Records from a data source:
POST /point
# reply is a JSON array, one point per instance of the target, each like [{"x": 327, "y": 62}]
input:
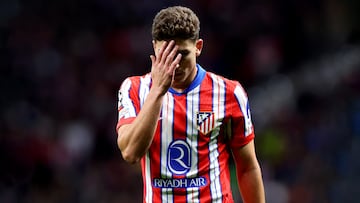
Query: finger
[
  {"x": 167, "y": 51},
  {"x": 160, "y": 51},
  {"x": 171, "y": 57},
  {"x": 175, "y": 64},
  {"x": 153, "y": 59}
]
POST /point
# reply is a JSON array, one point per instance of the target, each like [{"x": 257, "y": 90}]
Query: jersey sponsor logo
[
  {"x": 179, "y": 157},
  {"x": 179, "y": 183},
  {"x": 205, "y": 122}
]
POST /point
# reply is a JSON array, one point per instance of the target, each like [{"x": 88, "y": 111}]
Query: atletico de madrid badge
[{"x": 205, "y": 121}]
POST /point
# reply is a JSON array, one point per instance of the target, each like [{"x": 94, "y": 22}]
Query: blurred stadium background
[{"x": 62, "y": 63}]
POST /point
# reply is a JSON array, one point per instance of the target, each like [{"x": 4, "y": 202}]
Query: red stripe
[{"x": 180, "y": 133}]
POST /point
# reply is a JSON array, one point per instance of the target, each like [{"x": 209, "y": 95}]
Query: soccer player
[{"x": 183, "y": 123}]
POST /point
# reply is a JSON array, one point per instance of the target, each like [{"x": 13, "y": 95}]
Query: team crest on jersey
[{"x": 205, "y": 121}]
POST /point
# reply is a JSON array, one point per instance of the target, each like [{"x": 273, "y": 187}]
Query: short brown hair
[{"x": 175, "y": 22}]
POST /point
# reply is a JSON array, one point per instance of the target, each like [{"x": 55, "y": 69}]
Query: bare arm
[
  {"x": 249, "y": 174},
  {"x": 134, "y": 139}
]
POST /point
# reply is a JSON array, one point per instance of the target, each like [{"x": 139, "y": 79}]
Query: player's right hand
[{"x": 164, "y": 64}]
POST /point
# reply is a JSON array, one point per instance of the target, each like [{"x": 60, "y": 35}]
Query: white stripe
[
  {"x": 192, "y": 132},
  {"x": 218, "y": 109},
  {"x": 166, "y": 138},
  {"x": 144, "y": 88},
  {"x": 126, "y": 101},
  {"x": 243, "y": 100},
  {"x": 149, "y": 192}
]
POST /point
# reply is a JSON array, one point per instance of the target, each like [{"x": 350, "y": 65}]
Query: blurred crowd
[{"x": 62, "y": 63}]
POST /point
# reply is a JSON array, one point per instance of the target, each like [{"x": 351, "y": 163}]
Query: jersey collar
[{"x": 198, "y": 79}]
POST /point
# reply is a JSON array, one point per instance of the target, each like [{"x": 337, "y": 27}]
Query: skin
[{"x": 174, "y": 65}]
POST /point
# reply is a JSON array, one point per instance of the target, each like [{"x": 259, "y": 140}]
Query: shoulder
[
  {"x": 136, "y": 81},
  {"x": 230, "y": 84}
]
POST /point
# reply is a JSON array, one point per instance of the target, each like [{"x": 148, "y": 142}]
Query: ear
[{"x": 199, "y": 45}]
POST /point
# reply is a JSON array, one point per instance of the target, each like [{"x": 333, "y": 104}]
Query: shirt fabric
[{"x": 188, "y": 160}]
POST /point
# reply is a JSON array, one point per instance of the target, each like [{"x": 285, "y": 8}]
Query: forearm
[
  {"x": 251, "y": 185},
  {"x": 134, "y": 139}
]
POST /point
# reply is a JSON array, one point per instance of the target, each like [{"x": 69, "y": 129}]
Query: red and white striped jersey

▸ WHAT YOU HAVE TO DO: An exact copy of the entries above is required; pictures are not part of it.

▸ TASK RESULT:
POST /point
# reply is a JSON array, one point per instance of the target, each like [{"x": 327, "y": 62}]
input:
Query: finger
[
  {"x": 167, "y": 51},
  {"x": 160, "y": 51},
  {"x": 171, "y": 57},
  {"x": 175, "y": 64},
  {"x": 153, "y": 59}
]
POST /point
# reply is a JSON array, one point per instance of the target, each like [{"x": 257, "y": 90}]
Query: jersey sponsor logo
[
  {"x": 179, "y": 157},
  {"x": 179, "y": 183},
  {"x": 205, "y": 122}
]
POST /point
# reply is a JSON array, one point per instance of the target, each like [{"x": 88, "y": 111}]
Query: atletico de madrid badge
[{"x": 205, "y": 121}]
POST /point
# reply is a JSON array, one point per instance of the target, each like [{"x": 94, "y": 22}]
Query: blurred stadium background
[{"x": 62, "y": 63}]
POST /point
# reply is a JSON array, one point per instance of the target, each like [{"x": 4, "y": 202}]
Query: red stripe
[{"x": 180, "y": 133}]
POST /point
# reply is a JSON array, one point per instance of the target, each like [{"x": 209, "y": 95}]
Query: soccer player
[{"x": 183, "y": 123}]
POST /point
# reply is a JSON array, one point per instance of the target, each like [{"x": 13, "y": 95}]
Query: team crest on jersey
[{"x": 205, "y": 121}]
POST /point
# reply is a JSON array, one point per instance of the target, each like [{"x": 273, "y": 187}]
Query: short brown hair
[{"x": 175, "y": 22}]
POST /point
# reply is a JSON array, one point per instance of the target, each like [{"x": 55, "y": 69}]
Query: bare arm
[
  {"x": 249, "y": 174},
  {"x": 134, "y": 139}
]
POST /point
# reply is a JSON array, one point per instance of the target, each like [{"x": 139, "y": 79}]
Query: player's right hand
[{"x": 164, "y": 64}]
POST /point
# reply is a JSON array, one point per instance of the target, each like [{"x": 60, "y": 35}]
Query: white stripe
[
  {"x": 192, "y": 132},
  {"x": 218, "y": 109},
  {"x": 166, "y": 138},
  {"x": 144, "y": 88},
  {"x": 126, "y": 101},
  {"x": 243, "y": 100},
  {"x": 149, "y": 192}
]
POST /point
# reply is a JSON array, one point per instance of the target, each like [{"x": 350, "y": 65}]
Query: blurred crowd
[{"x": 62, "y": 63}]
POST /point
# reply is a JSON array, one point per instance of the target, each like [{"x": 351, "y": 163}]
Query: jersey collar
[{"x": 198, "y": 79}]
POST /point
# reply is a JSON array, one point per instance of the target, each like [{"x": 337, "y": 27}]
Query: skin
[{"x": 174, "y": 65}]
POST /point
# reply is a JSON array, one point per instance of the target, each like [{"x": 259, "y": 140}]
Query: shoulder
[
  {"x": 136, "y": 81},
  {"x": 230, "y": 84}
]
POST /point
# reply is a JSON array, one point per instance of the target, each like [{"x": 148, "y": 142}]
Query: ear
[{"x": 199, "y": 45}]
POST /point
# reply is a JSON array, one point per instance of the target, each like [{"x": 333, "y": 104}]
Query: shirt fabric
[{"x": 188, "y": 160}]
POST /point
# reply is a JSON array, one point per instance of the target, each like [{"x": 285, "y": 8}]
Query: forearm
[
  {"x": 251, "y": 185},
  {"x": 134, "y": 139}
]
POST /point
# reply is a JSON array, one point per instance of the target, each like [{"x": 69, "y": 129}]
Query: red and white striped jersey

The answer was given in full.